== Passage given ==

Thursday, December 11, 2008

hello? is anyone out there? ...


Tuesday, October 17, 2006

 

Dear everyone (anyone?) who still reads this:

 I stopped writing some time ago. I consider this my living life time. I kept coming to conclusions and living and concluding that my previous conclusion was mediocre comparative to the more recent of the two...and then time passes and I realized that everything is cyclical. Living, thinking, learning, growing, living.

I read what I wrote for so long, and I was basically saying the same thing. I was a broken record stuck in a cocooned innocence, pealing back a layer at a time in a slow molten discovery.

With time, I became an “adult.”  I moved away from home, age 20 and ready, enrolled in the one of six law schools I was accepted to. Ready to learn. Ready to grow. Ready to do my own laundry and explore a big city. With virgin eyes I began to understand the true meaning of being broke. Being truly lonely. Homesick. Feeling like I made the biggest mistake of my life by enrolling in a place where legal rhetoric and ideas haunt the majority of my waking days.

I’m here. Here in St. Paul, spending money on an education that makes me feel guilty for not being more grateful for the opportunity to be here. I keep wondering what conclusion I can come to. “In the end, this will be worth it.” Can I say that? Should I have gone to grad school for English? Would I be happier?

===
== Entries ==

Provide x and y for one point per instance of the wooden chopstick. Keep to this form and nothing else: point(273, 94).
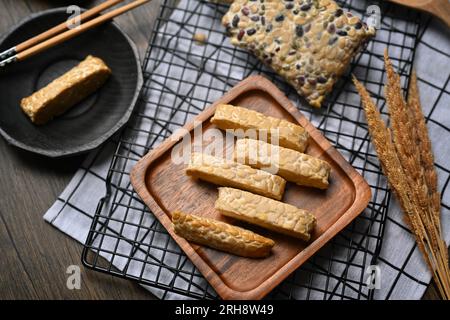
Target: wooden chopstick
point(57, 29)
point(71, 33)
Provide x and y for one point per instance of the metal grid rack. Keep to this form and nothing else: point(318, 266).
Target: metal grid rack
point(181, 79)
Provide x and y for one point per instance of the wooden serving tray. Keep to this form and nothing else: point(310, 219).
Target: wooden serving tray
point(165, 187)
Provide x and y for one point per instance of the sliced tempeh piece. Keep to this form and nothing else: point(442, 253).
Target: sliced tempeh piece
point(66, 91)
point(265, 212)
point(231, 174)
point(292, 165)
point(254, 124)
point(221, 235)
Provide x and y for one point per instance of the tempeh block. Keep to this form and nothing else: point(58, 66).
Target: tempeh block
point(231, 174)
point(289, 135)
point(292, 165)
point(66, 91)
point(273, 215)
point(220, 235)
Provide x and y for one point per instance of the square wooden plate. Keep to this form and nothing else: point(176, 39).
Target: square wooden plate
point(164, 187)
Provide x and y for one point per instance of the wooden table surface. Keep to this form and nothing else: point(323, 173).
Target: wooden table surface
point(35, 255)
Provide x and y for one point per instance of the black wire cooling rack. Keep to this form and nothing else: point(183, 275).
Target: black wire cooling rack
point(183, 77)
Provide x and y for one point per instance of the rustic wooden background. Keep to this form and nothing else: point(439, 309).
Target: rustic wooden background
point(35, 255)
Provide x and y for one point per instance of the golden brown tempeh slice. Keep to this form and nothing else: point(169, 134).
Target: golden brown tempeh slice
point(290, 135)
point(309, 43)
point(221, 235)
point(66, 91)
point(292, 165)
point(265, 212)
point(231, 174)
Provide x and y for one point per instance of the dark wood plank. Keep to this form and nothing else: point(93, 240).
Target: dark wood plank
point(35, 255)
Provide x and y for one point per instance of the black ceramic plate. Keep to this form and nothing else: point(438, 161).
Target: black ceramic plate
point(92, 121)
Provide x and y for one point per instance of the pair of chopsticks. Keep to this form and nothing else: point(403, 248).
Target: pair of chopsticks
point(63, 32)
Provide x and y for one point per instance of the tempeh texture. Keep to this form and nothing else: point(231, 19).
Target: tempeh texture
point(308, 42)
point(265, 212)
point(292, 165)
point(290, 135)
point(231, 174)
point(66, 91)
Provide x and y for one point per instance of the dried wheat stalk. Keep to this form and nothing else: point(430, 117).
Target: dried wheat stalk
point(407, 161)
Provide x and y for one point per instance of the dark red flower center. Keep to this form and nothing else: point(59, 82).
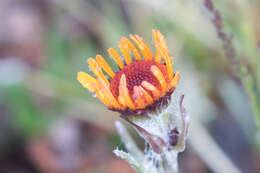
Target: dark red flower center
point(136, 73)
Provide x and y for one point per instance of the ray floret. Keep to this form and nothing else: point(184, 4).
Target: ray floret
point(143, 80)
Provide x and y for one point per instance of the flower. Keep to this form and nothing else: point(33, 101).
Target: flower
point(141, 84)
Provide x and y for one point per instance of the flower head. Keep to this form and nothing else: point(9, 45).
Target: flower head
point(144, 81)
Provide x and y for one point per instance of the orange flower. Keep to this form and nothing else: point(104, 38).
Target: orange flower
point(143, 82)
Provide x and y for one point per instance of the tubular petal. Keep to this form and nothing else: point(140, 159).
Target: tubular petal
point(175, 80)
point(96, 69)
point(159, 76)
point(105, 89)
point(124, 92)
point(158, 57)
point(139, 100)
point(167, 58)
point(126, 51)
point(114, 54)
point(133, 48)
point(121, 100)
point(102, 62)
point(152, 88)
point(86, 80)
point(145, 95)
point(142, 46)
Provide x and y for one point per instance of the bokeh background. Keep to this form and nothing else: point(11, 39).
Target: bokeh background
point(50, 124)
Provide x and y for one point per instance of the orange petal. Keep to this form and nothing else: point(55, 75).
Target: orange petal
point(102, 62)
point(159, 76)
point(142, 46)
point(96, 69)
point(162, 50)
point(145, 95)
point(86, 80)
point(167, 58)
point(125, 51)
point(175, 80)
point(152, 88)
point(123, 91)
point(139, 99)
point(115, 55)
point(105, 89)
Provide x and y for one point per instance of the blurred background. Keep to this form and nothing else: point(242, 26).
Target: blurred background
point(50, 124)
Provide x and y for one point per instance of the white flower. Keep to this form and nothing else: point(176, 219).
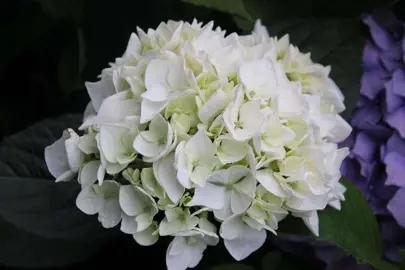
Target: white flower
point(64, 157)
point(88, 173)
point(243, 120)
point(310, 219)
point(240, 239)
point(290, 103)
point(229, 150)
point(195, 160)
point(156, 142)
point(273, 137)
point(194, 122)
point(228, 192)
point(165, 174)
point(139, 209)
point(103, 200)
point(260, 78)
point(88, 143)
point(165, 80)
point(184, 252)
point(266, 211)
point(148, 236)
point(177, 220)
point(115, 144)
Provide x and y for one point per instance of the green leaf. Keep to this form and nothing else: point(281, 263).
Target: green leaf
point(353, 228)
point(271, 260)
point(235, 7)
point(40, 223)
point(71, 63)
point(232, 266)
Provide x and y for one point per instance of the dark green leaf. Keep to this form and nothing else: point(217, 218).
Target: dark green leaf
point(71, 10)
point(271, 260)
point(71, 64)
point(21, 249)
point(232, 266)
point(36, 208)
point(235, 7)
point(353, 228)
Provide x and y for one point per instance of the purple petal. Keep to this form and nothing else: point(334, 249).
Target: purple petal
point(380, 36)
point(370, 114)
point(395, 168)
point(391, 59)
point(371, 56)
point(397, 121)
point(351, 170)
point(367, 169)
point(364, 102)
point(371, 85)
point(364, 147)
point(392, 101)
point(395, 144)
point(398, 82)
point(396, 207)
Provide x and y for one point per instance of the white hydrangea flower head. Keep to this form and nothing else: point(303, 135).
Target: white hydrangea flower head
point(191, 127)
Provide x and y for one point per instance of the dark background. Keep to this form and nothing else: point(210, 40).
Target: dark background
point(49, 48)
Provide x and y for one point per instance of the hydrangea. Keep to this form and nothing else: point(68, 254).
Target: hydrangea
point(376, 162)
point(209, 130)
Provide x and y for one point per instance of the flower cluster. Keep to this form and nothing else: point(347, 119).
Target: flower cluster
point(236, 131)
point(376, 163)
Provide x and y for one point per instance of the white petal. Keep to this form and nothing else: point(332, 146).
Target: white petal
point(134, 46)
point(231, 150)
point(99, 91)
point(143, 221)
point(180, 255)
point(232, 228)
point(340, 131)
point(312, 222)
point(241, 248)
point(215, 104)
point(240, 202)
point(157, 93)
point(89, 201)
point(89, 111)
point(56, 157)
point(170, 228)
point(210, 195)
point(144, 147)
point(111, 141)
point(267, 179)
point(251, 117)
point(156, 72)
point(226, 211)
point(65, 177)
point(88, 174)
point(110, 214)
point(128, 224)
point(200, 146)
point(183, 172)
point(130, 200)
point(88, 144)
point(117, 107)
point(73, 152)
point(165, 174)
point(147, 237)
point(149, 109)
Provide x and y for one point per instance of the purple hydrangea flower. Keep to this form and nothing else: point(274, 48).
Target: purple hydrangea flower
point(376, 163)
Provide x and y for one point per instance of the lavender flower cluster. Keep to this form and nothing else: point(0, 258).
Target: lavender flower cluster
point(376, 163)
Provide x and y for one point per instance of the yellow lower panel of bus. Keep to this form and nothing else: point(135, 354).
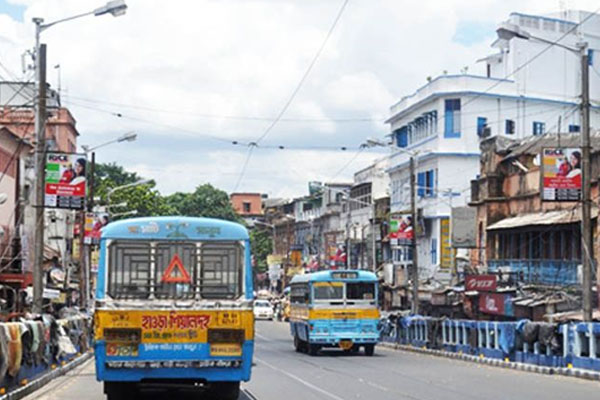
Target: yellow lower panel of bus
point(348, 313)
point(173, 326)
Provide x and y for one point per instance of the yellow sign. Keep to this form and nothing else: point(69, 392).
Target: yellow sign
point(302, 313)
point(446, 250)
point(225, 349)
point(174, 326)
point(328, 284)
point(274, 259)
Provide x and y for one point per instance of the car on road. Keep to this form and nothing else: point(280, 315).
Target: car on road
point(263, 309)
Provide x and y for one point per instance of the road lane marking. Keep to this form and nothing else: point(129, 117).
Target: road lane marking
point(300, 380)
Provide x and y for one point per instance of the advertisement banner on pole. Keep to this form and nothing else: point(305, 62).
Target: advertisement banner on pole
point(401, 228)
point(65, 185)
point(561, 174)
point(446, 249)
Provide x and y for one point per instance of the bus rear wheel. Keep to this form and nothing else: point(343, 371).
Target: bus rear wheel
point(224, 390)
point(119, 390)
point(298, 344)
point(313, 349)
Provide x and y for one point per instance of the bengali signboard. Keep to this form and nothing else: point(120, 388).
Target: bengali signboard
point(446, 250)
point(65, 181)
point(561, 174)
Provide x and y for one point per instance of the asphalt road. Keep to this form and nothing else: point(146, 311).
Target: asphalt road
point(281, 373)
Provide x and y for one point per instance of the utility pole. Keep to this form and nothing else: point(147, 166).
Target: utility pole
point(348, 232)
point(40, 166)
point(415, 263)
point(373, 226)
point(586, 203)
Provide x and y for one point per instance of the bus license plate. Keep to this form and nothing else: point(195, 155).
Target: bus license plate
point(121, 349)
point(346, 344)
point(225, 349)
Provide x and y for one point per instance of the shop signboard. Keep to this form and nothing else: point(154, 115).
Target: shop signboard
point(65, 184)
point(446, 250)
point(561, 174)
point(496, 304)
point(481, 283)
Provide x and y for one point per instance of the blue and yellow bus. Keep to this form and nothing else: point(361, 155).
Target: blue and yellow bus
point(334, 309)
point(173, 306)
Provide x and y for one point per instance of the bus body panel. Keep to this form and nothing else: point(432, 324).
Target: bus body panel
point(156, 339)
point(327, 325)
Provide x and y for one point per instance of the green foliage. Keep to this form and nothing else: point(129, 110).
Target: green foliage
point(261, 245)
point(205, 201)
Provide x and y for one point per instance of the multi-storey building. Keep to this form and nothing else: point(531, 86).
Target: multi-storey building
point(527, 88)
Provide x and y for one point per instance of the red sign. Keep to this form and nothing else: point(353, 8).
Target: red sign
point(491, 303)
point(481, 283)
point(561, 174)
point(170, 275)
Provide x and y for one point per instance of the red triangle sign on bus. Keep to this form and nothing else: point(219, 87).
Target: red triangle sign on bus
point(170, 277)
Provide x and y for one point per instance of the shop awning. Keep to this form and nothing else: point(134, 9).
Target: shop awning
point(543, 218)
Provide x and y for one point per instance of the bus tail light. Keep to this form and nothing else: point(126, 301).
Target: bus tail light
point(226, 336)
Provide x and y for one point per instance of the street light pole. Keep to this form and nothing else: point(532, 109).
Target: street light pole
point(415, 263)
point(40, 166)
point(586, 174)
point(115, 8)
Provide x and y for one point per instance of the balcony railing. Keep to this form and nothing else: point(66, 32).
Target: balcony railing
point(544, 272)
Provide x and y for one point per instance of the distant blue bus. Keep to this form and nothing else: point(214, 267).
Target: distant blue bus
point(174, 306)
point(332, 309)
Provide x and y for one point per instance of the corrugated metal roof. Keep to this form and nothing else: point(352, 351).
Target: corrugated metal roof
point(543, 218)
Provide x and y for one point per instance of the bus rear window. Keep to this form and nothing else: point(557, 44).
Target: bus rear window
point(328, 291)
point(174, 270)
point(360, 291)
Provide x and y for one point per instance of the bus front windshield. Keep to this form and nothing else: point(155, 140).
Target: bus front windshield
point(338, 291)
point(360, 291)
point(328, 291)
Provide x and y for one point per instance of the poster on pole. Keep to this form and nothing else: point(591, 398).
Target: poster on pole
point(401, 228)
point(561, 174)
point(65, 184)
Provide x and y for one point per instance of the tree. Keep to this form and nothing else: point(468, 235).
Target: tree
point(144, 198)
point(205, 201)
point(261, 245)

===

• _What to do_
a. Print the passage of the blog post from "I’m here. Here" to "I be happier?".
b. Using the blog post, decide whether each statement agrees with it. Give yes or no for each, with the deciding words of the post quoted exactly. (i) The writer moved away from home at age 20. (ii) The writer enrolled in grad school for English. (iii) The writer is now in St. Paul.
c. Pick up the blog post after its final sentence and continue writing it.

• _Answers to the exercise_
a.
I’m here. Here in St. Paul, spending money on an education that makes me feel guilty for not being more grateful for the opportunity to be here. I keep wondering what conclusion I can come to. “In the end, this will be worth it.” Can I say that? Should I have gone to grad school for English? Would I be happier?

b.
(i) Yes: "I moved away from home, age 20 and ready"
(ii) No: "enrolled in the one of six law schools I was accepted to"
(iii) Yes: "Here in St. Paul"

c.
The truth is, I don’t know the answer to that. My life has been backwards.

I grew up too fast because of circumstances that made me do so. My biggest problems were resolved like pages falling into closed chapters, having mostly to do with other people’s decisions impacting me than my own did. Those I loved were the catalysts to most of my life events, and I was a reactor, trying to stay positive, trying to make the best result happen.

And then my life neutralized. Like an aftermath of an explosion, I began to pick up the pieces. One piece, forgiveness. Another piece, guilt. Another, the question of what it means to love myself. Another, responsibility. Another, and another, and I realize that I am only now discovering who I am.

Before I was on defense. Now, I’m on offense. And every choice I make I am just trying to make it right. I’m trying to understand what this life means. And I can’t really write about that, because I just don’t know. I don’t know what it means in the slightest. And I just don’t understand many people anymore. I could play Aristotle all day long if I wanted to, but the thing is, not many people like to sit and think like him, not many people want to sit and try to understand… so as long as he’s around for now, I’m just not going to spend my time trying to get others to either.

 That having been said, maybe I'll find myself inspired again in the future. Maybe I'll write a novel. Maybe, I think, is the best way to start. Until then, cheers, take care, and adios.


- Kristin


Wednesday, January 04, 2006

I once had a postcard that read, "Change your shoes, change your life."

Change. It's everywhere. And as humans, it seems we crave it.

With everything changing, sometimes it difficult to determine whether or not one is making the best choices, people coming and going, going, coming. Change happens so often sometimes we don't notice it anymore.

Who haven't we called? Who haven't we said I love you to? Who has been neglected? Forgotten? Who needs a hug? Who isn't smiling today? Who is hurting? Who is happy?

Change mostly with the who's...as the cliche would say "things don't change, people do..."

So in efforts to change ourselves we look to things.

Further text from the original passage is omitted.